§ Assignment
From the data below, set down exactly the lines between the one holding "Target: white snow" and the one holding "x=1132, y=815", inclusive, and no others.

§ Point localization data
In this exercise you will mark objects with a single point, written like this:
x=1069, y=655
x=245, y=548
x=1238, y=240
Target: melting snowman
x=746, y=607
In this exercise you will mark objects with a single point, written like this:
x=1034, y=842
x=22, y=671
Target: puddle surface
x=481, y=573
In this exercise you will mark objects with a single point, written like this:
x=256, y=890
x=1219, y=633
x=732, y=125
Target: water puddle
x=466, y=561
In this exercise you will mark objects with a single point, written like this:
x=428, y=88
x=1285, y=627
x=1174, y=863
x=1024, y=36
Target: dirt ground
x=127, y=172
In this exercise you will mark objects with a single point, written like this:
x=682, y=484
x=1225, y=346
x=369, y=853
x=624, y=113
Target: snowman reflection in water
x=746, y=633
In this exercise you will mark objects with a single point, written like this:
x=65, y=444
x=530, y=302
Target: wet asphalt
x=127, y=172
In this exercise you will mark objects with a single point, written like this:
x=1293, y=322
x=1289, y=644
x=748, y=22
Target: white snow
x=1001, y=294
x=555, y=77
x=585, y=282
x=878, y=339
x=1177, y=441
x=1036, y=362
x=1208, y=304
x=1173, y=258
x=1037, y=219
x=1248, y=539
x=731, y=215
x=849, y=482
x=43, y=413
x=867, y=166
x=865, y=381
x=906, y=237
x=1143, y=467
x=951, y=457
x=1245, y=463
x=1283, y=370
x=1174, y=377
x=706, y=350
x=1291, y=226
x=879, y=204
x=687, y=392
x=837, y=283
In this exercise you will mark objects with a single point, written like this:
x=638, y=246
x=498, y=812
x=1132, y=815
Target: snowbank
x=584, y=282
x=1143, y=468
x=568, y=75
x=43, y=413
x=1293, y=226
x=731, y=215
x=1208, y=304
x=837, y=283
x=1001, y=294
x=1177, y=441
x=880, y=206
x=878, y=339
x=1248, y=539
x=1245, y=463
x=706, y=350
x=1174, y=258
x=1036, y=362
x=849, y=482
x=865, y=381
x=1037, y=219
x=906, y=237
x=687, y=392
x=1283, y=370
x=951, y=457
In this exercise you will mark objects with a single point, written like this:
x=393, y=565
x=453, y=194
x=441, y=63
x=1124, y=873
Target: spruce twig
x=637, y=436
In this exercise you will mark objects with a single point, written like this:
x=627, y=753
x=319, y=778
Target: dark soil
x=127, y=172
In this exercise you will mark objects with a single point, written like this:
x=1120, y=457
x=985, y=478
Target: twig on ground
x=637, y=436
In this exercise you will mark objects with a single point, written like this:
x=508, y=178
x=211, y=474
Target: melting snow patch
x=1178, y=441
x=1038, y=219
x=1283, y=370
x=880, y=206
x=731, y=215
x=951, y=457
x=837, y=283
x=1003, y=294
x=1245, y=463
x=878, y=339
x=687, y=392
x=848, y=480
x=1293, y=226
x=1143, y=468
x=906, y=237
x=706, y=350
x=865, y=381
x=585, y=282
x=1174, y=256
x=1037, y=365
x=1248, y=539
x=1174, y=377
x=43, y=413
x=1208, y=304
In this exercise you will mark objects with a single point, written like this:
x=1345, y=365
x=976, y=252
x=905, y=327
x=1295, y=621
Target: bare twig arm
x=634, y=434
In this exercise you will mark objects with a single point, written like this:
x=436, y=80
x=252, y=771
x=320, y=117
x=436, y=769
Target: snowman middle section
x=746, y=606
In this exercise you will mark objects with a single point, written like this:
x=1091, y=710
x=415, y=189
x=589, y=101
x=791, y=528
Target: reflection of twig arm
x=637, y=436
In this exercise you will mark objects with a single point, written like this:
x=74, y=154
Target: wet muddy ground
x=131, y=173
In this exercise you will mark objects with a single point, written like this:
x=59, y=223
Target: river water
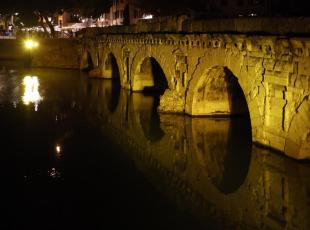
x=81, y=153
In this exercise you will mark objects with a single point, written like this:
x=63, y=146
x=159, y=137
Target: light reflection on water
x=208, y=168
x=205, y=165
x=31, y=91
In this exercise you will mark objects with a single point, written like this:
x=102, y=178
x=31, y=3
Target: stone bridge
x=215, y=74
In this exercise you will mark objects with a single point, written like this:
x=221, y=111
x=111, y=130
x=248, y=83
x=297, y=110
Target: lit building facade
x=125, y=12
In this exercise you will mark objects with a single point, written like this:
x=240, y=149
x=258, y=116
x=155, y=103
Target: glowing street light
x=30, y=44
x=31, y=93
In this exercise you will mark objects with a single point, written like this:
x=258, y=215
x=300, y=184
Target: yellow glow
x=31, y=93
x=29, y=44
x=58, y=148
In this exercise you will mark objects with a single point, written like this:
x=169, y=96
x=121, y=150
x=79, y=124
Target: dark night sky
x=168, y=6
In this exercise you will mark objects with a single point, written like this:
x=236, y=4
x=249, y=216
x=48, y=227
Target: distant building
x=64, y=19
x=125, y=12
x=234, y=8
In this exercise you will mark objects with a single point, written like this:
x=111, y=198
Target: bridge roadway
x=215, y=74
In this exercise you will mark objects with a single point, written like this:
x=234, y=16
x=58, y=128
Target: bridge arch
x=239, y=87
x=217, y=92
x=110, y=67
x=149, y=75
x=87, y=62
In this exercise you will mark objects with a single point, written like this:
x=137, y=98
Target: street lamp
x=30, y=45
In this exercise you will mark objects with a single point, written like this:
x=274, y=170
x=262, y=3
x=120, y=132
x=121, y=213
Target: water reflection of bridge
x=206, y=166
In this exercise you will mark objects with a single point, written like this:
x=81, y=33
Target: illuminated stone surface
x=204, y=71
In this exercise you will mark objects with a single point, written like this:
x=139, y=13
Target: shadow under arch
x=218, y=94
x=146, y=107
x=87, y=62
x=223, y=147
x=110, y=67
x=150, y=77
x=113, y=87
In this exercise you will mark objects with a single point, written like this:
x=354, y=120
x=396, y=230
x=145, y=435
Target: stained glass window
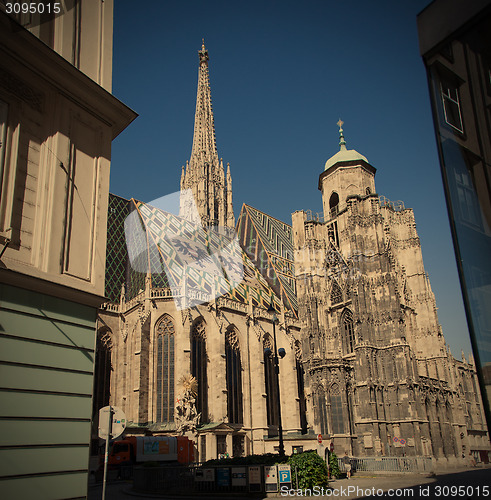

§ Exercise response
Target: white snow
x=1001, y=294
x=555, y=77
x=585, y=282
x=878, y=339
x=1177, y=441
x=1036, y=362
x=1208, y=304
x=1173, y=258
x=1037, y=219
x=1248, y=539
x=731, y=215
x=849, y=482
x=43, y=413
x=867, y=166
x=865, y=381
x=906, y=237
x=1143, y=467
x=951, y=457
x=1245, y=463
x=1283, y=370
x=1174, y=377
x=706, y=350
x=1291, y=226
x=879, y=204
x=687, y=392
x=837, y=283
In this exercise you will mark objects with a single point, written like this:
x=638, y=246
x=498, y=812
x=1132, y=815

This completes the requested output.